* _Task description_
Beginning with the first line, return the material verbatim and without pictures.

* _Records supplied_

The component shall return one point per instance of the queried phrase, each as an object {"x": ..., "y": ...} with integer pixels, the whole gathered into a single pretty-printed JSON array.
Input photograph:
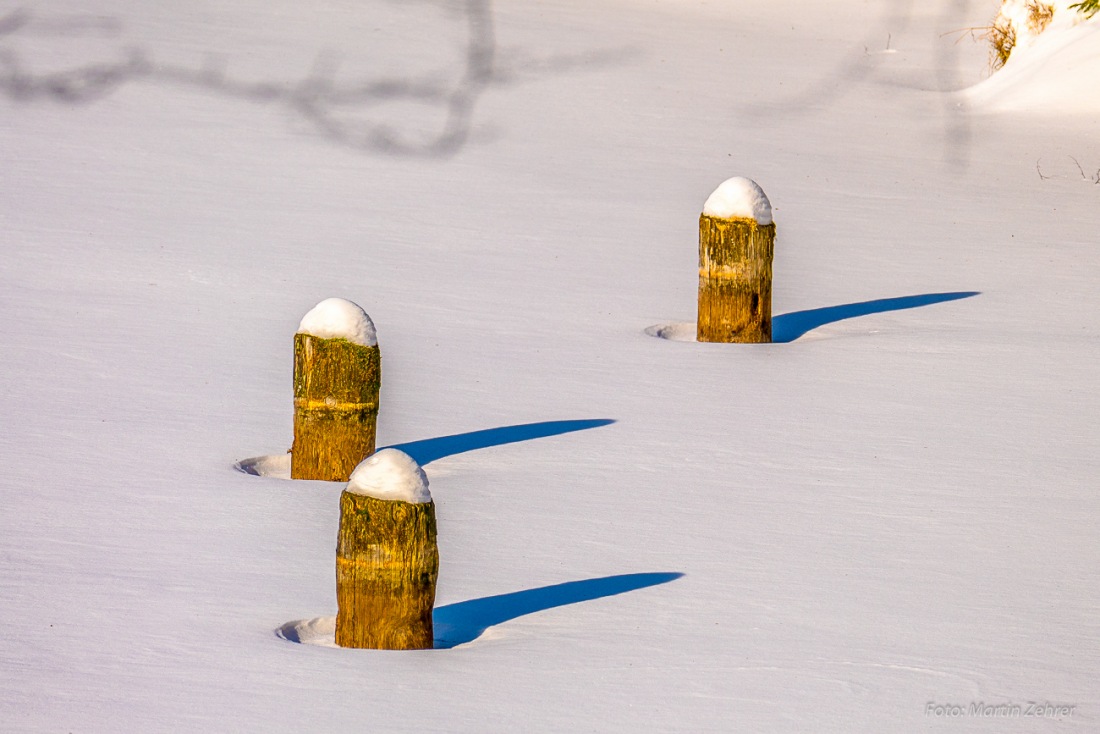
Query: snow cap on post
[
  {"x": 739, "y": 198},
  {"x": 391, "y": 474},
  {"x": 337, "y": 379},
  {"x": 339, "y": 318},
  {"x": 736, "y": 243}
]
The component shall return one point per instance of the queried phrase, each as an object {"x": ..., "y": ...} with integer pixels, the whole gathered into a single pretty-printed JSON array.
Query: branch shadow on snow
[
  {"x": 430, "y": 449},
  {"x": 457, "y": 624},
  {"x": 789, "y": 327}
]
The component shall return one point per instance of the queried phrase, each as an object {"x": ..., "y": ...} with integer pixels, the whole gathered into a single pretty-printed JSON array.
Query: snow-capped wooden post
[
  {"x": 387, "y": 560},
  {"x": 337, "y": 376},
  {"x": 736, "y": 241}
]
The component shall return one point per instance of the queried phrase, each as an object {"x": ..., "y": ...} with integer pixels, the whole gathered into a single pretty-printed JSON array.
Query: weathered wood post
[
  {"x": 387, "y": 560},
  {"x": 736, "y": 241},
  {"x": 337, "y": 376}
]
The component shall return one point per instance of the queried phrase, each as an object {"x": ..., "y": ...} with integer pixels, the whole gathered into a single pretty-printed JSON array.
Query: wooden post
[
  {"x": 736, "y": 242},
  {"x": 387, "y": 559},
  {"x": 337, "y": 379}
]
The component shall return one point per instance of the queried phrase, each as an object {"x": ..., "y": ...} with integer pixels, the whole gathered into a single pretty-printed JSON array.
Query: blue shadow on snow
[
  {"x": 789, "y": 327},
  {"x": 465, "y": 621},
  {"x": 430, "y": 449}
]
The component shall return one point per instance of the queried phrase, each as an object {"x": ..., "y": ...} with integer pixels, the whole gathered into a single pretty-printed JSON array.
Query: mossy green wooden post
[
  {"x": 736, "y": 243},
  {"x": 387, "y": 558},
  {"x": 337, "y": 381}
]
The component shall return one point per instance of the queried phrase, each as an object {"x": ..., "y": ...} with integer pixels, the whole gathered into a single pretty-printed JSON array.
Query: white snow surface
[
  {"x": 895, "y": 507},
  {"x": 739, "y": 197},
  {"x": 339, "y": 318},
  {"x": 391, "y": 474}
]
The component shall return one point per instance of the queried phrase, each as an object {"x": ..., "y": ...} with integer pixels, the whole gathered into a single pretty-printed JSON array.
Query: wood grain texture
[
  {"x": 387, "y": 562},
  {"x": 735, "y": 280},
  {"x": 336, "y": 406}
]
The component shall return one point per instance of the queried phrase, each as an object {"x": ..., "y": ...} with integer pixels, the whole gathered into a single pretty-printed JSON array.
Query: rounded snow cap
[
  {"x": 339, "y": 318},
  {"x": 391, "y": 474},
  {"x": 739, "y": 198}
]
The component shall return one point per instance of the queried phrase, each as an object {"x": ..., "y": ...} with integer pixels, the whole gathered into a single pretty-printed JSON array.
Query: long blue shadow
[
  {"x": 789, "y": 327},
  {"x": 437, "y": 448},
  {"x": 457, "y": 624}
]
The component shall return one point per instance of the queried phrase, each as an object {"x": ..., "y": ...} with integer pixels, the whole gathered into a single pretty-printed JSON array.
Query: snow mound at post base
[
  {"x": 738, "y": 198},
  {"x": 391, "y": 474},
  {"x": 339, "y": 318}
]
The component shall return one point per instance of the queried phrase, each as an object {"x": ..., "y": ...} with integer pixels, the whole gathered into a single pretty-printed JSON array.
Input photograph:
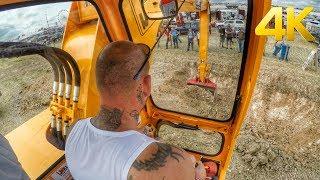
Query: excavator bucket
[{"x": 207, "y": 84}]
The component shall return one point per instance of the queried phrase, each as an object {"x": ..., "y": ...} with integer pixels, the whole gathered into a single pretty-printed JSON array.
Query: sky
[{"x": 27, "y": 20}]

* _Solution to this problem_
The component shall return one point per instance of the queried phrase, each as an object {"x": ..., "y": ...} with integer pixels, the whole gathered into a single pretty-printed JSON array.
Input photograph:
Query: snow cap on post
[
  {"x": 739, "y": 198},
  {"x": 391, "y": 474},
  {"x": 337, "y": 379},
  {"x": 339, "y": 318},
  {"x": 736, "y": 243}
]
The component shall return one point per instance of the queried phrase, each as an object {"x": ..., "y": ...} with integer pixels, the whole gathered into a single pretty-printed JSON array.
Query: branch shadow on snow
[
  {"x": 430, "y": 449},
  {"x": 457, "y": 624},
  {"x": 789, "y": 327}
]
The component shall return one point per instance of the queried phrase, each as an object {"x": ..., "y": ...} with integer pixels, the whole gathered into a single pretty-printed JSON array.
Query: snow-capped wooden post
[
  {"x": 387, "y": 560},
  {"x": 337, "y": 376},
  {"x": 736, "y": 241}
]
The component shall return one point per instance of the queried phrase, each as an object {"x": ..., "y": ...} with integer pixels, the whole gathered into a single pretty-printed JSON array.
Query: weathered wood post
[
  {"x": 387, "y": 560},
  {"x": 736, "y": 241},
  {"x": 337, "y": 376}
]
The component shall return one point per instance of the queried phrase, each as an object {"x": ..., "y": ...} with integer pixels, the whole gathered into a single pretty-printed JSON array.
Query: wooden post
[
  {"x": 736, "y": 242},
  {"x": 387, "y": 559},
  {"x": 337, "y": 379}
]
The component shall return one point per instance of the queried phrase, each as an object {"x": ..., "y": ...} with integer pixels, the whole gathered into a single pretty-printed JSON array.
Query: blue shadow on snow
[
  {"x": 789, "y": 327},
  {"x": 465, "y": 621},
  {"x": 430, "y": 449}
]
The component shall return one point per instance of the queried phrase, each as an object {"x": ..., "y": ...} with integer pixels, the whole gathered into a single pretty-printed JSON array.
Query: mossy green wooden post
[
  {"x": 736, "y": 243},
  {"x": 387, "y": 558},
  {"x": 337, "y": 381}
]
The component shall return one point per instance of the queried phrase, each as an object {"x": ..., "y": ...} with integer pixels, the whole gathered into a single pretty-printed JSON array.
Query: white snow surface
[
  {"x": 895, "y": 507},
  {"x": 739, "y": 197},
  {"x": 339, "y": 318},
  {"x": 391, "y": 474}
]
The component shall return one point per instance of the queried phrase, each as an object {"x": ..., "y": ...} with integer pixels, the whole gathered into a single pretty-printed JSON array.
Query: wood grain texture
[
  {"x": 387, "y": 562},
  {"x": 735, "y": 280},
  {"x": 336, "y": 406}
]
The component shall return one point per instance of the queried phrase, each as an object {"x": ..., "y": ...} with integer pixels, the whole gathered into a single pretty-printed JSON array.
Query: rounded snow cap
[
  {"x": 339, "y": 318},
  {"x": 391, "y": 474},
  {"x": 739, "y": 198}
]
The component shall return one point per instance of the queried phrase, each as an object {"x": ..., "y": ...} with integer pixels, the whole gathered into a single pretty-printed JSON array.
Query: long blue shadow
[
  {"x": 789, "y": 327},
  {"x": 437, "y": 448},
  {"x": 457, "y": 624}
]
The component shall return one point per instance of the queried phrase, each as an object {"x": ..., "y": ...} with integer pixels, the whole gathered into a single pretty-printed JSON array.
Query: snow mound at post base
[
  {"x": 738, "y": 198},
  {"x": 391, "y": 474},
  {"x": 339, "y": 318}
]
The component shall return one point per instance of the queried phrase, each as an object {"x": ..., "y": ...} with integer pixels, the whole gathered into a single pretty-printed JSON array.
Input photograph:
Query: excavator bucket
[{"x": 207, "y": 84}]
The component shall return one point per instance of the queried phrase, each as an object {"x": ..., "y": ...} with integer pixels, the whole gathered into a single pretty-printed JSON array.
Query: sky
[{"x": 27, "y": 20}]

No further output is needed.